GOAL OF THE EXERCISE:
Pull out every entry below verbatim, leaving out the pictures.
⁂
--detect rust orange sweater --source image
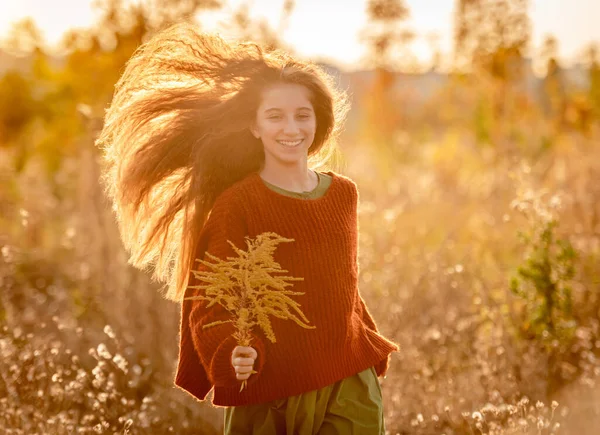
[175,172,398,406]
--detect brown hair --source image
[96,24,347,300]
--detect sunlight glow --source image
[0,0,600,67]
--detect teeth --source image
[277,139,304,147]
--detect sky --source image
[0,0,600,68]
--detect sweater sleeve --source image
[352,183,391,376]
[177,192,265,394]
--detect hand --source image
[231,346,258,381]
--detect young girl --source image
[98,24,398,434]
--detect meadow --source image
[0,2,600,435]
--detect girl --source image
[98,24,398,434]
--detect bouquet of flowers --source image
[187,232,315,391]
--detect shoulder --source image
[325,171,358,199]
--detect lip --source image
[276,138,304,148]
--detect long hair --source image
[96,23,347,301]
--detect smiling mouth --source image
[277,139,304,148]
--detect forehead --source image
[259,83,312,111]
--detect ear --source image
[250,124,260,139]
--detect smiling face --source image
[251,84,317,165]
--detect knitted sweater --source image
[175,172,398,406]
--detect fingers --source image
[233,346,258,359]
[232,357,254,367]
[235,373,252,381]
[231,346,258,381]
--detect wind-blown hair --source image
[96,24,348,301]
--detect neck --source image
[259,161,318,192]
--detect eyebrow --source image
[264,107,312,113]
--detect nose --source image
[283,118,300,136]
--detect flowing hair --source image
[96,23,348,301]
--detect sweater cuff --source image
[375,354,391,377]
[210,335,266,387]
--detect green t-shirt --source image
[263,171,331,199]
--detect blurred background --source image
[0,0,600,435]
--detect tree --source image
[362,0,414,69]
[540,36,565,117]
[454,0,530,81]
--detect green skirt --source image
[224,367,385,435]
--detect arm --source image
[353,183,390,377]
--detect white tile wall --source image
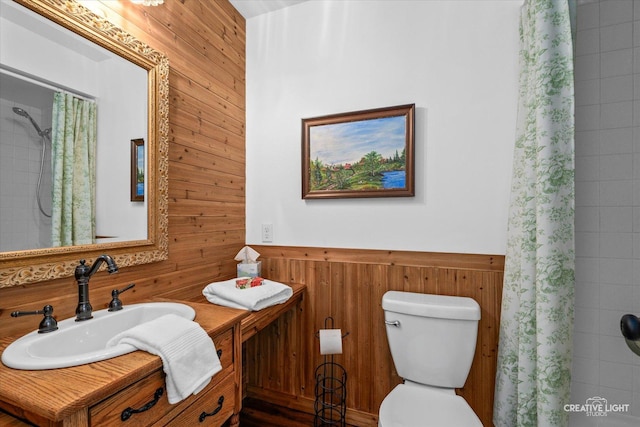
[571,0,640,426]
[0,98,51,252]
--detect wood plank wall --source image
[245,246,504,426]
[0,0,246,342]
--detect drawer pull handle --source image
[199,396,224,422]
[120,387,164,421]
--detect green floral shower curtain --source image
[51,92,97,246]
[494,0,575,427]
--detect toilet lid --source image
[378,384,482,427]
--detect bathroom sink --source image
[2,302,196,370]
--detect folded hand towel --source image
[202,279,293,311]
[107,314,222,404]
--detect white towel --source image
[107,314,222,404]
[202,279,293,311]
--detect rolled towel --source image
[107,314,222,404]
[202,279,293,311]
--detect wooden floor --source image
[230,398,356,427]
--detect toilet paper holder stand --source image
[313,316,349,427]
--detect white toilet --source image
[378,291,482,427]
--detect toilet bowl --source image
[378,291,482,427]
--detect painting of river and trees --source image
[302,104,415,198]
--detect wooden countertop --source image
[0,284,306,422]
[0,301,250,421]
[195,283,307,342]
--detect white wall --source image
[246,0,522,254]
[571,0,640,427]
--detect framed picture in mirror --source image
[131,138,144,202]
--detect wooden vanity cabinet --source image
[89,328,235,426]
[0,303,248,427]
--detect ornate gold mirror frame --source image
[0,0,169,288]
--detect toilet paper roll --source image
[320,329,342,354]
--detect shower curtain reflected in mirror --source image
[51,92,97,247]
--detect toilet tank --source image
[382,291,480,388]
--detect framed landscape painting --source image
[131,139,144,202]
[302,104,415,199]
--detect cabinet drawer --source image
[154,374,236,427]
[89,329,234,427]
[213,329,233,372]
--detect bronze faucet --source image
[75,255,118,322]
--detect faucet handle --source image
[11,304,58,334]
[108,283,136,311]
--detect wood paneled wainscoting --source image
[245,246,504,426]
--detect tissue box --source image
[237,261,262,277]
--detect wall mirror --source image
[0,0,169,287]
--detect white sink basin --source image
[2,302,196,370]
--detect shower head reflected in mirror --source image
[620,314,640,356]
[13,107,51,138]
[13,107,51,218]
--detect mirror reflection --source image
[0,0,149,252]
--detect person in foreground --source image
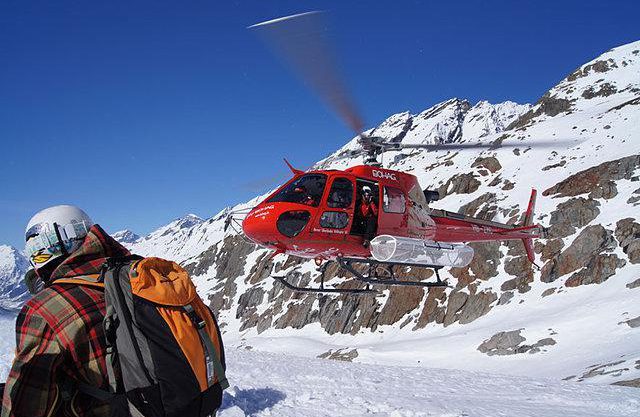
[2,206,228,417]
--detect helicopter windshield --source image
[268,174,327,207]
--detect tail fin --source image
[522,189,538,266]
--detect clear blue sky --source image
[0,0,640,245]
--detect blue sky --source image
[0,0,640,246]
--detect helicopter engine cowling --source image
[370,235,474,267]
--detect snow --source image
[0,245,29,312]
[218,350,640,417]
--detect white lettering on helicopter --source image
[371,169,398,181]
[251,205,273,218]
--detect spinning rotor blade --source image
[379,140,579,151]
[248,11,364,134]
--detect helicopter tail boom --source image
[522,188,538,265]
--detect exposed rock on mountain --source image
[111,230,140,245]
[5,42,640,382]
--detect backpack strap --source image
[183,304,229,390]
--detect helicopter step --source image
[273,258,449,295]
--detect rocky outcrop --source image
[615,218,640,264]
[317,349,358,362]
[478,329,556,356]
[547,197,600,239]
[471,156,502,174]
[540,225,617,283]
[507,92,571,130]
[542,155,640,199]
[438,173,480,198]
⁂
ANSWER TO THE PROBLEM:
--detect rust orange sweater --source image
[175,172,398,406]
--detect brown hair --source image
[96,24,347,300]
--detect sunlight glow --source image
[0,0,600,67]
--detect teeth --source image
[277,139,304,147]
--detect sky --source image
[0,0,600,68]
--detect sweater sleeve --source image
[352,183,391,376]
[177,192,265,394]
--detect hand --source image
[231,346,258,381]
--detect young girl --source image
[98,24,398,434]
--detect meadow --source image
[0,2,600,435]
--detect girl --source image
[98,24,398,434]
--detect bouquet of flowers --source image
[187,232,315,391]
--detect shoulder --source image
[325,171,358,199]
--detect lip --source image
[276,138,304,148]
--detect long hair --source image
[96,23,347,301]
--detect smiling mouth --source image
[277,139,304,148]
--detect forehead --source image
[259,83,312,111]
--detect ear --source image
[250,124,260,139]
--detect smiling face --source image
[251,84,317,165]
--detect knitted sweater --source image
[175,172,398,406]
--detect fingers --source image
[233,346,258,359]
[232,357,254,367]
[235,373,252,381]
[231,346,258,381]
--detect wind-blown hair --source image
[96,24,348,301]
--detect neck --source image
[259,161,318,192]
--detect eyebrow --source image
[264,107,312,113]
--detect nose --source image
[283,118,300,136]
--detect flowing hair --source image
[96,23,348,301]
--detect sweater cuff --source image
[375,354,391,377]
[210,335,266,387]
--detect green t-shirt --source image
[263,171,331,199]
--detect blurred background --source image
[0,0,600,435]
--detect tree --source image
[362,0,414,69]
[540,36,565,117]
[454,0,530,81]
--detect green skirt --source image
[224,367,385,435]
--detect arm --source image
[353,183,390,377]
--detect white tile wall --source image
[571,0,640,426]
[0,98,51,252]
--detect wood plank wall --source image
[245,246,504,426]
[0,0,246,342]
--detect drawer pull handle --source image
[199,396,224,422]
[120,387,164,421]
--detect green floral shower curtain --source image
[51,92,97,246]
[494,0,575,427]
--detect toilet lid --source image
[378,384,482,427]
--detect bathroom sink --source image
[2,302,196,370]
--detect folded hand towel --source image
[202,279,293,311]
[107,314,222,404]
--detect white towel --source image
[107,314,222,404]
[202,279,293,311]
--detect rolled towel --source image
[107,314,222,404]
[202,279,293,311]
--detect wooden floor --source image
[230,398,356,427]
--detect toilet paper holder stand --source image
[313,316,349,427]
--detect white toilet --source image
[378,291,482,427]
--detect toilet bowl --source image
[378,291,482,427]
--detect painting of river and trees --source image
[302,104,415,198]
--detect wooden countertop --source image
[0,284,306,422]
[0,301,250,421]
[195,283,307,342]
--detect white wall --source image
[246,0,522,254]
[571,0,640,427]
--detect framed picture in mirror --source image
[131,138,144,202]
--detect wooden vanity cabinet --source image
[89,328,235,426]
[0,303,248,427]
--detect ornate gold mirror frame --source image
[0,0,169,288]
--detect toilet paper roll --source image
[320,329,342,354]
--detect shower curtain reflected in mirror --source image
[51,92,97,247]
--detect toilet tank --source image
[382,291,480,388]
--detect framed landscape painting --source image
[131,139,144,202]
[302,104,415,199]
--detect cabinet drawer --source image
[154,374,236,427]
[89,329,234,427]
[213,329,233,372]
--detect bronze faucet --source image
[75,255,118,322]
--detect faucet handle --source image
[11,304,58,334]
[108,283,136,311]
--detect wood paneled wainscoting --source image
[245,246,504,426]
--detect tissue box --source image
[237,261,262,277]
--detect wall mirror --source image
[0,0,169,287]
--detect white sink basin --source image
[2,302,196,370]
--detect shower head reflected in mirror --source image
[620,314,640,356]
[13,107,51,138]
[13,107,51,218]
--detect mirror reflection --source image
[0,0,149,252]
--detect person in foreground --source image
[2,206,228,417]
--detect helicopter windshield --source image
[268,174,327,207]
--detect tail fin --source image
[522,189,538,266]
--detect clear blue sky --source image
[0,0,640,245]
--detect blue sky --source image
[0,0,640,246]
--detect helicopter engine cowling --source image
[370,235,474,267]
--detect snow --source image
[0,245,29,312]
[218,350,640,417]
--detect white lettering on helicopter --source image
[371,169,398,181]
[251,205,273,218]
--detect spinning rotor blade --source image
[379,140,579,151]
[248,11,364,134]
--detect helicopter tail boom --source image
[522,188,538,265]
--detect exposed rock on mountain --source image
[111,230,140,245]
[5,42,640,382]
--detect backpack strap --source image
[183,304,229,390]
--detect helicopter step --source image
[273,258,449,295]
--detect rocky outcrop --source image
[615,218,640,264]
[317,349,358,362]
[478,329,556,356]
[547,197,600,239]
[471,156,502,174]
[540,225,617,283]
[507,92,571,130]
[542,155,640,199]
[438,173,480,198]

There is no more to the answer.